EXTRAIT CHOISI:
········
Le récit de Fisk, ainsi que d'autres preuves établissant que l'incident de Douma était une fabrication destinée à justifier une attaque dirigée par les États-Unis contre la Syrie, ont été ignorés par les autres médias capitalistes, qui agissaient comme une agence de propagande du Pentagone.
Il y a eu la même réaction en 2017 aux preuves présentées par le journaliste d'investigation chevronné Seymour Hersh qui montraient qu'une attaque présumée au moyen d'armes chimiques contre le village de Khan Sheikhoun dans la province d'Idlib était en fait une attaque classique contre un groupe de miliciens liés à Al-Qaïda pour laquelle l'armée russe avait préalablement obtenu l'autorisation auprès du Pentagone. Néanmoins, l'administration Trump l'a utilisée comme prétexte pour lancer 59 missiles de croisière Tomahawk en Syrie, tuant neuf civils.
Le Parti démocrate a soutenu les deux précédentes frappes de missiles sur la Syrie et soutiendra sans aucun doute une nouvelle frappe. Devant la menace du département d'État, les membres du Congrès et les sénateurs démocrates se sont joints à eux pour appuyer une lettre adressée à M. Trump, signée par 400 membres des deux chambres législatives, demandant à la Maison-Blanche «d'accroître la pression sur l'Iran et la Russie en ce qui concerne les activités en Syrie».
Quels que soient les doutes que les démocrates ont exprimés au sujet du tweet apocalyptique de Trump menaçant une «fin officielle» à l'Iran, ils encouragent une politique qui dresserait les troupes américaines en Syrie contre l'Iran et la Russie, une puissance nucléaire, en poursuivant la guerre illégale de changement de régime.
········
DONNÉES FOURNIES:
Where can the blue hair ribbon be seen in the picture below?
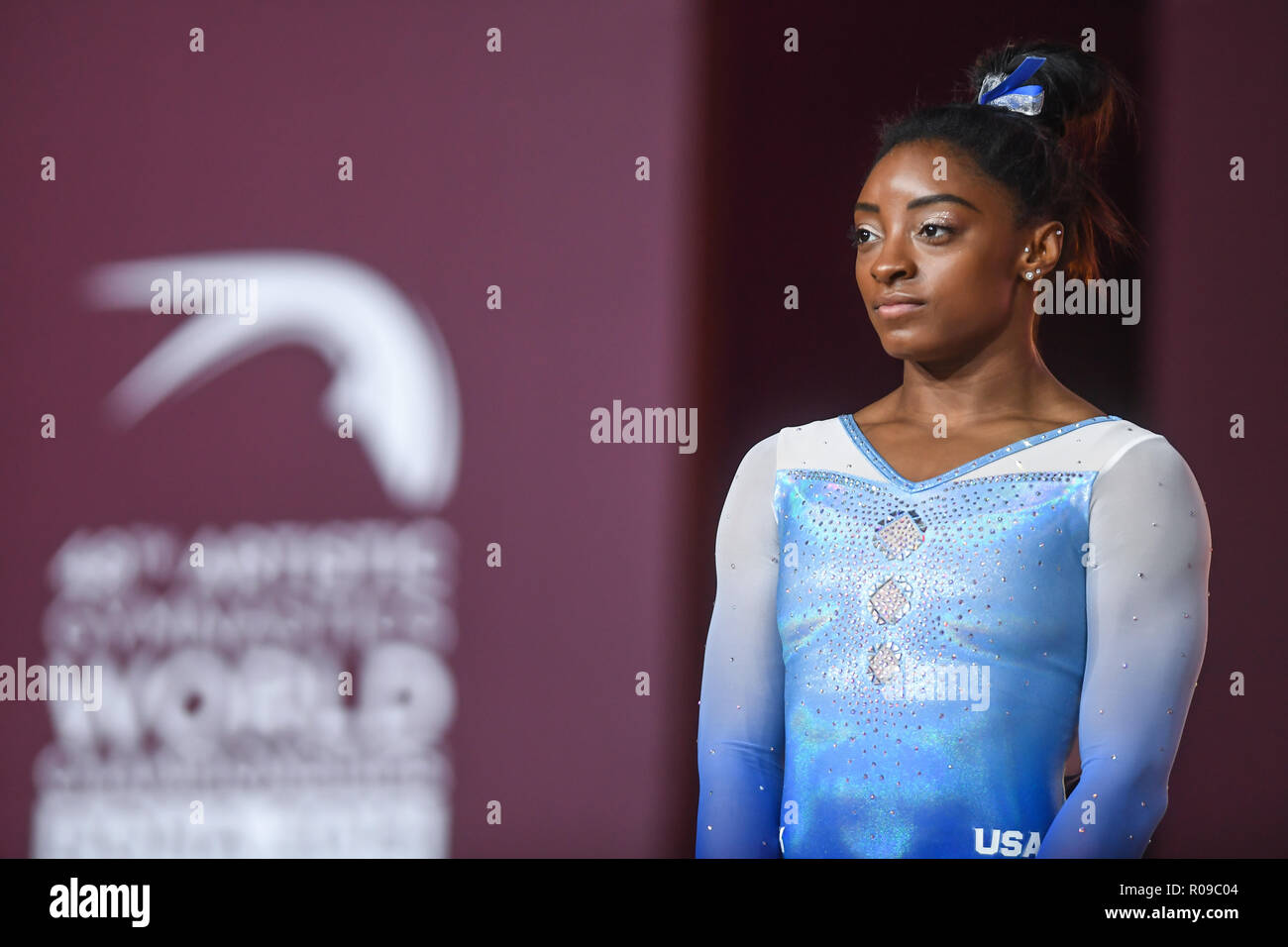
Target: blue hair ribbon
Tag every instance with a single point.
(1010, 93)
········
CONSIGNE 1:
Répondez à ces questions d'après l'extrait sur la Syrie :
(a) En quelle année Seymour Hersh a-t-il présenté ses preuves sur Khan Sheikhoun ?
(b) Combien de missiles de croisière Tomahawk l'administration Trump a-t-elle lancés en Syrie ?
(c) Combien de membres des deux chambres législatives ont signé la lettre adressée à M. Trump ?
CONSIGNE 2:
Restituez à l'identique le passage de l'extrait sur la Syrie qui commence par «Il y a eu la» et se poursuit jusqu'à «tuant neuf civils.».
CONSIGNE 3:
Poursuivez l'extrait sur la Syrie au-delà de sa dernière phrase.
Le matériel fourni est indépendant de l'extrait sur la Syrie.

RÉSULTAT DE L'EXERCICE 1:
(a) En 2017.
(b) 59 missiles.
(c) 400 membres.

RÉSULTAT DE L'EXERCICE 2:
Il y a eu la même réaction en 2017 aux preuves présentées par le journaliste d'investigation chevronné Seymour Hersh qui montraient qu'une attaque présumée au moyen d'armes chimiques contre le village de Khan Sheikhoun dans la province d'Idlib était en fait une attaque classique contre un groupe de miliciens liés à Al-Qaïda pour laquelle l'armée russe avait préalablement obtenu l'autorisation auprès du Pentagone. Néanmoins, l'administration Trump l'a utilisée comme prétexte pour lancer 59 missiles de croisière Tomahawk en Syrie, tuant neuf civils.

RÉSULTAT DE L'EXERCICE 3:
De même, la pseudo-gauche, des Democratic Socialists of America à l'International Socialist Organization dissoute, travaille de concert avec le Parti démocrate et l'appareil militaire et de renseignement américain. Ils cherchent à créer une base ostensiblement libérale en faveur de la guerre parmi les couches privilégiées de la classe moyenne avec des invocations des «droits de l'homme» et une tentative de vendre la guerre de la CIA pour un changement de régime comme une sorte de «révolution démocratique».
Leurs positions politiques sont l'expression «de gauche» de l'implacable volonté de l'impérialisme américain de surmonter par des moyens militaires le déclin de son hégémonie mondiale. Il s'agit notamment d'une tentative effrénée d'affirmer sa domination des gisements pétroliers mondiaux, de l'Iran au Venezuela, en prenant le contrôle des ressources nécessaires à son principal rival mondial, la Chine.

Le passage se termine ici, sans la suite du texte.